■ Set problem
Continue the podcast conversation below about Dr. King's "network of mutuality" and civil rights work, starting after its last sentence.

■ Document passage
--- begin ---
In his letter from Birmingham Jail, Dr. King taught us a really important truth. He said, "I can never be what I ought to be until you are what you ought to be, and you can never be what you ought to be until I am what I ought to be." He called that the "inescapable network of mutuality," he said that "we are tied in a single garment of destiny." In summarizing his position from the jail, Dr. King said that as we work to fulfill this network of mutuality, as we join together, all we're doing is recognizing the bond that is there, that we're tied in this single garment of destiny. When we work to make the world more just for one another, he said we become "co-workers with God" in that endeavor, that that is God's work and that, when we join it, we become His co-workers. And I love that idea. It's what I try to help my law students to understand, that a legal education gives you tools and empowers you to do good if you will use them to that end.
The director of the NAACP Legal Defense Fund, which was the position that Charles Hamilton Houston had and Thurgood Marshall, that position is today occupied by a woman named Sherrilyn Ifill. And I heard her say recently, that people ask her, "What do I do? I've got this knot in my stomach that won't go away about the things that I'm seeing happening." And she said, "I've had a knot in my stomach since I was 21, and I have been learning these things, I don't know how to make it go away." So I think it's important that we sit with this pain and bear it, help lift it, and not ask people to be quiet because it's uncomfortable, or ask people to move on to the next news story because it's uncomfortable. We really do have to join together as co-workers with the civil rights community that has been doing this work for generations, and as co-workers with God. And I know your podcast goes all over the world, but I think particularly in the United States, as people who believe in the ideals of the Constitution and want to see them realized, we just absolutely have not given enough credit to the African American community, to Black people, for helping us to realize the promises and potential of the Constitution in respecting the equal dignity under law and the equal dignity of all of God's children.

Morgan Jones  26:07
So well said, thank you so much. Let me ask you this, Michalyn. We've talked about how this requires getting uncomfortable, and I think that that's so important to touch on and emphasize, actually. But I wondered for you, I think one thing that I've been really grateful for over the past few weeks is that, in that uncomfortable feeling, there's also a lot of joy to be had. And I think it's pure joy, right? It's not like the kind of like fleeting happiness that we sometimes talk about, but the kind of joy that comes from knowing and recognizing that we're all children of God. How have you felt that joy in this work?
--- end ---
■ Data section
--- begin ---
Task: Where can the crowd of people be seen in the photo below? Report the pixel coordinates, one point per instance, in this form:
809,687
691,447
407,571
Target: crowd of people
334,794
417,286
--- end ---
■ Task output
Michalyn Steele 26:53
So I met a woman as part of a BYU civil rights study trip. We went to many significant sites in civil rights history, and we met a woman who had been part of the children's marches. She was in Birmingham at the time with Dr. King and the other leaders of the movement there. She was marching as a young woman, getting arrested, spending time in jail, being assaulted. Her name is Myrna Jackson. She spoke to our group and talked to us about her experiences, and she left a lasting impression on me because I asked her, "How do you keep going?" She's still working even though she's now one of our sacred elders in this work. I asked her, "What motivates you to keep going day after day in fights that are difficult, if not impossible, to see real and lasting change?" She said, "I wake up every morning and I say, 'Lord use me today.' And He does." And that was very inspiring for me to think about, and I think of her often, her example. I consider it a success the days when I feel that the Lord has used me in some way, and often that is hopefully to lift an individual. Sometimes it's doing things that are of more consequence, it doesn't matter if you are a co-worker with God, if you are doing those things that the Lord would have you do, to use your gifts in service to his children. And I think it's a great motto: "Lord, use me today." And whatever that might be, He knows your gifts, He knows the people that you will come across and interact with, He knows your sphere, and He can multiply that sphere, multiply your gifts and use them to your blessing if you offer them to Him as Myrna Jackson does.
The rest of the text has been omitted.